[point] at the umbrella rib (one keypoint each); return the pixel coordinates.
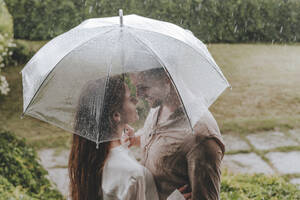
(167, 72)
(101, 108)
(36, 92)
(208, 60)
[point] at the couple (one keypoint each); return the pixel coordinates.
(172, 156)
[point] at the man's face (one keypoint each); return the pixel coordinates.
(152, 90)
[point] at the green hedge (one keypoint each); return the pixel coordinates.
(20, 172)
(210, 20)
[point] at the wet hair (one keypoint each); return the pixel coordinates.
(85, 161)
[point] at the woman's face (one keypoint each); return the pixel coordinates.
(130, 114)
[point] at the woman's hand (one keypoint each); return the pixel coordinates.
(130, 136)
(185, 192)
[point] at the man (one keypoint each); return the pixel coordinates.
(171, 151)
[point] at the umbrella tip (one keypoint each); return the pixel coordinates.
(121, 17)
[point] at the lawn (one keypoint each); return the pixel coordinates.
(265, 81)
(265, 94)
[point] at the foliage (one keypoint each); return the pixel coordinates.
(257, 187)
(6, 43)
(20, 171)
(210, 20)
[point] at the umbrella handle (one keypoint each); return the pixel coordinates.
(121, 17)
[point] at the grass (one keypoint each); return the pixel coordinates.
(257, 187)
(6, 22)
(265, 94)
(265, 81)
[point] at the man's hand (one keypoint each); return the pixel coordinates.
(185, 192)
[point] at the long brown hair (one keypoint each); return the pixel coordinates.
(85, 161)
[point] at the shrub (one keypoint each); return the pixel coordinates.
(20, 170)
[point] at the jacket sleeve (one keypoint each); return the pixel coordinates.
(204, 162)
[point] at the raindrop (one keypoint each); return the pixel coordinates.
(235, 28)
(281, 28)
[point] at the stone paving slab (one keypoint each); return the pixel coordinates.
(296, 181)
(296, 134)
(270, 140)
(235, 143)
(285, 162)
(246, 163)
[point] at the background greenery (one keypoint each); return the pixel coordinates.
(20, 172)
(211, 20)
(265, 79)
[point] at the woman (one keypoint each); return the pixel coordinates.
(107, 172)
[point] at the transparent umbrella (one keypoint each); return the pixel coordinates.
(75, 68)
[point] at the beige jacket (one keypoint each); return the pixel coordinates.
(175, 156)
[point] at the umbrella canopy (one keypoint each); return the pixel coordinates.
(99, 48)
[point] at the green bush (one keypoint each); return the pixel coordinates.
(257, 187)
(210, 20)
(20, 170)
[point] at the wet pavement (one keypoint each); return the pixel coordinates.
(242, 157)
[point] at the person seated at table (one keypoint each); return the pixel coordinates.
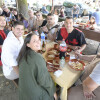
(39, 22)
(44, 10)
(35, 82)
(15, 13)
(2, 34)
(51, 27)
(92, 24)
(89, 89)
(23, 20)
(61, 14)
(31, 20)
(73, 37)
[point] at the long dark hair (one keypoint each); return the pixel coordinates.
(25, 49)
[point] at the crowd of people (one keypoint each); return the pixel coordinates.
(20, 59)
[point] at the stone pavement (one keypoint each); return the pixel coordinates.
(8, 91)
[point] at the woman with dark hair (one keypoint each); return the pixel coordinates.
(21, 18)
(91, 23)
(39, 22)
(35, 82)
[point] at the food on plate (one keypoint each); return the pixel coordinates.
(56, 62)
(50, 56)
(50, 61)
(77, 65)
(53, 52)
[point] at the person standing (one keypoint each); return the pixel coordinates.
(10, 50)
(51, 27)
(97, 16)
(73, 37)
(75, 11)
(35, 82)
(2, 34)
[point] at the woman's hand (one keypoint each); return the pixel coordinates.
(45, 29)
(89, 95)
(78, 55)
(55, 96)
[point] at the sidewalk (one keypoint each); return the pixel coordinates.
(8, 91)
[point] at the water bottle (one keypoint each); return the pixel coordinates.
(42, 37)
(63, 47)
(62, 62)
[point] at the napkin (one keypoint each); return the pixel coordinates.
(57, 73)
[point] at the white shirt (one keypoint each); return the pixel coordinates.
(10, 51)
(95, 75)
(31, 22)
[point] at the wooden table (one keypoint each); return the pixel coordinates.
(67, 78)
(91, 34)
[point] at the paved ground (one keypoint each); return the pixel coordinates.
(8, 91)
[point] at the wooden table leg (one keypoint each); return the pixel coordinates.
(63, 93)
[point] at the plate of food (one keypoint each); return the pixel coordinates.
(76, 64)
(52, 68)
(69, 49)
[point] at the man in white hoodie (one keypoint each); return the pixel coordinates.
(10, 51)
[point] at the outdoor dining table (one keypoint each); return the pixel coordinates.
(67, 78)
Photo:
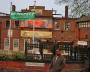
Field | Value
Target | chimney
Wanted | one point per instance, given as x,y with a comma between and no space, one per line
13,8
66,11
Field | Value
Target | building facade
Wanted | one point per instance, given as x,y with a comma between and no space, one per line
14,34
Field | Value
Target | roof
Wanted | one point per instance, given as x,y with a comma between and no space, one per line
84,18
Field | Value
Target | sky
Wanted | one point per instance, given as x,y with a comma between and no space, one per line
22,4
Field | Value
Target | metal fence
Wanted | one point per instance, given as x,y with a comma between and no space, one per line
73,54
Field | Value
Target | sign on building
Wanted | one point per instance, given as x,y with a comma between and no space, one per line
22,15
82,43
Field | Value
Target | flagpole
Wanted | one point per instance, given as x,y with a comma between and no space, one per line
34,24
9,31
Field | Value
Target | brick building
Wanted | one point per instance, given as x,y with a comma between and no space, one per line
15,33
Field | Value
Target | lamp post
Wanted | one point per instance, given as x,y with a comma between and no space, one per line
33,39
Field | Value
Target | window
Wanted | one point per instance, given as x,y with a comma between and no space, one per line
67,26
16,43
6,43
0,22
16,24
57,26
84,24
7,24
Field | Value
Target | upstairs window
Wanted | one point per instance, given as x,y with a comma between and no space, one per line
16,24
7,24
16,43
67,26
57,26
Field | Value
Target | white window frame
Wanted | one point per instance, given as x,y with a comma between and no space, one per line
25,41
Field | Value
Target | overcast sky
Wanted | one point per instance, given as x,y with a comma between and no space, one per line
22,4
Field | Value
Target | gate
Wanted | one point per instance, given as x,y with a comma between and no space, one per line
73,54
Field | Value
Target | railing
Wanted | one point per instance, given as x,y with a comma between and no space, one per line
72,54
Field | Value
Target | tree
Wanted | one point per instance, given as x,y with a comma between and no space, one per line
77,7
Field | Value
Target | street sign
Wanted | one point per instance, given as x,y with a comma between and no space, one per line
22,15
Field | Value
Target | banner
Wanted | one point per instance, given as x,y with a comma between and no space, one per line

· · ·

■ What the task requires: An exact copy of the records above is needed, free of pictures.

■ Answer box:
[point] at the umbrella rib (one keypoint each); return the pixel coordinates.
(167, 72)
(101, 108)
(36, 92)
(208, 60)
[point] at the couple (one keypoint each); return the pixel coordinates.
(172, 156)
[point] at the man's face (one keypoint each); return the pixel coordinates.
(152, 90)
[point] at the green hedge (one keypoint each); return the pixel coordinates.
(20, 172)
(210, 20)
[point] at the wet hair (one keypoint each); return the pixel coordinates.
(85, 161)
[point] at the woman's face (one keypoint each); return the pixel coordinates.
(130, 114)
[point] at the woman's hand (one keypoint each); return the pixel coordinates.
(130, 136)
(185, 192)
[point] at the man (one keypoint each); return the pixel coordinates.
(171, 151)
[point] at the umbrella tip (one keypoint each); return the pixel coordinates.
(121, 17)
[point] at the lawn (one keypoint each); return the pixel coordinates.
(265, 81)
(265, 94)
[point] at the foliage (one keypoint each); return the pixel coordinates.
(257, 187)
(6, 43)
(20, 171)
(210, 20)
[point] at the umbrella handle (one keypoint each); return the pixel coordinates.
(121, 17)
[point] at the grass (one keypoint each); return the pixel coordinates.
(257, 187)
(6, 22)
(265, 94)
(265, 81)
[point] at the man's hand (one keypoint each); return the pixel coordinates.
(185, 192)
[point] at the long brown hair (one keypoint each); return the pixel coordinates.
(85, 161)
[point] at the shrub (one keypoint each); return the pixel coordinates.
(20, 170)
[point] at the jacket sleeve (one keypoint each); return the pixel coordinates.
(204, 162)
[point] at the raindrop (one keypoint each); return the pixel coordinates.
(235, 28)
(281, 28)
[point] at the stone paving slab (one keypoint each); return the pixel coordinates.
(296, 181)
(296, 134)
(270, 140)
(235, 143)
(285, 162)
(246, 163)
[point] at the background greenery (one keypoint each); return the pixel coordinates.
(20, 172)
(211, 20)
(265, 79)
[point] at the woman (one keypoint each); return the pixel coordinates.
(107, 172)
[point] at the transparent umbrella (one keypoint each); return the pixel coordinates.
(75, 68)
[point] at the beige jacket (one keypoint each); return the pixel coordinates.
(175, 156)
[point] at the umbrella canopy (one keypoint each); return the pixel coordinates.
(99, 48)
[point] at the green bush (one keypoint each); return the pixel coordinates.
(257, 187)
(210, 20)
(20, 170)
[point] at the wet pavement (one keypoint each); return the pixel coordinates.
(242, 157)
[point] at the person seated at table (one keypoint each); return the pixel coordinates.
(39, 22)
(44, 10)
(35, 82)
(15, 13)
(2, 34)
(51, 27)
(92, 24)
(89, 89)
(23, 20)
(61, 14)
(31, 20)
(73, 37)
[point] at the long dark hair (one keypoint each); return the pixel coordinates.
(25, 49)
[point] at the crowd of people (one keypoint each); return the pixel coordinates.
(20, 59)
[point] at the stone pavement (one keypoint each); return the pixel coordinates.
(8, 91)
[point] at the woman with dark hair (one keypoint each); return the pixel coordinates.
(21, 18)
(91, 23)
(39, 22)
(35, 82)
[point] at the food on plate (one keypoint each); return the pixel coordinates.
(56, 62)
(50, 56)
(50, 61)
(77, 65)
(53, 52)
[point] at the person standing (one keypoint each); return the pixel coordinates.
(10, 50)
(51, 27)
(97, 16)
(73, 37)
(75, 11)
(35, 82)
(2, 34)
[point] at the woman's hand (one keypoint each); return the pixel coordinates.
(45, 29)
(89, 95)
(78, 55)
(55, 96)
[point] at the sidewalk (one keypoint each); return the pixel coordinates.
(8, 91)
[point] at the water bottle (one keypoint each); return the pixel coordinates.
(42, 37)
(63, 47)
(62, 62)
[point] at the napkin (one keypoint each); return the pixel coordinates.
(57, 73)
[point] at the white shirt (one keypoint each); return the pixel coordinates.
(10, 51)
(95, 75)
(31, 22)
[point] at the wooden table (one keypoint each); return the pixel coordinates.
(67, 78)
(91, 34)
[point] at the paved ground (one keypoint each); return the pixel coordinates.
(8, 91)
[point] at the wooden table leg (one keypoint each); return the pixel coordinates.
(63, 93)
[point] at the plate of food (one keypoint each); return the pixel coordinates.
(76, 64)
(52, 68)
(69, 49)
[point] at the man in white hoodie (one keypoint each); return the pixel coordinates.
(10, 51)
[point] at the outdoor dining table (one keypoint each); return the pixel coordinates.
(67, 78)
Photo:
Field | Value
Target | chimney
Wanted | one point per instance, given as x,y with a comma between and no space, one per line
13,8
66,11
Field | Value
Target | building facade
Wanted | one point per instance, given as x,y with a comma between and no space, one per line
14,34
Field | Value
Target | roof
Wanted | one point per instance, given as x,y with a comma between and no space, one per line
84,18
Field | Value
Target | sky
Wanted | one point per instance, given as x,y with a comma between and no space, one per line
22,4
Field | Value
Target | metal fence
Wanted | one point per instance, given as x,y with a comma between and no space, one per line
73,54
Field | Value
Target | sign on building
Wanted | one point per instance, given as x,y with a comma between and no space, one per line
22,15
82,43
Field | Value
Target | flagpole
Wanted | one point per instance, given as x,y with a comma between and no space, one per line
34,24
9,31
Field | Value
Target | brick building
Wanted | one point per instance, given as x,y with a comma between and no space, one per line
15,33
Field | Value
Target | lamp post
Wanted | one point per instance, given as x,y with a comma between and no space, one per line
33,39
Field | Value
Target | window
Wanted | one point per instance, given as x,y with a comma between and no space, one per line
67,26
16,43
6,43
0,22
16,24
57,26
84,24
7,24
Field | Value
Target | upstairs window
Wanted | one point per instance, given as x,y with a comma between and no space, one per line
16,24
7,24
16,43
67,26
57,26
Field | Value
Target | white window frame
Wanted | one point per instance, given as x,y with a comma between and no space, one per line
25,41
Field | Value
Target | overcast sky
Wanted | one point per instance, given as x,y with a comma between and no space, one per line
22,4
Field | Value
Target | gate
Wanted | one point per instance, given as x,y with a comma between and no space, one per line
73,54
Field | Value
Target | railing
Wanted | one point per instance, given as x,y with a comma between and no space, one per line
72,54
Field | Value
Target | tree
Wanted | one point per instance, given as x,y with a comma between and no space, one per line
77,7
Field | Value
Target | street sign
Wanted | one point per instance, given as x,y with a comma between and no space, one per line
22,15
Field | Value
Target | banner
Wanted | one point per instance, given as x,y with a comma between and no space, one per line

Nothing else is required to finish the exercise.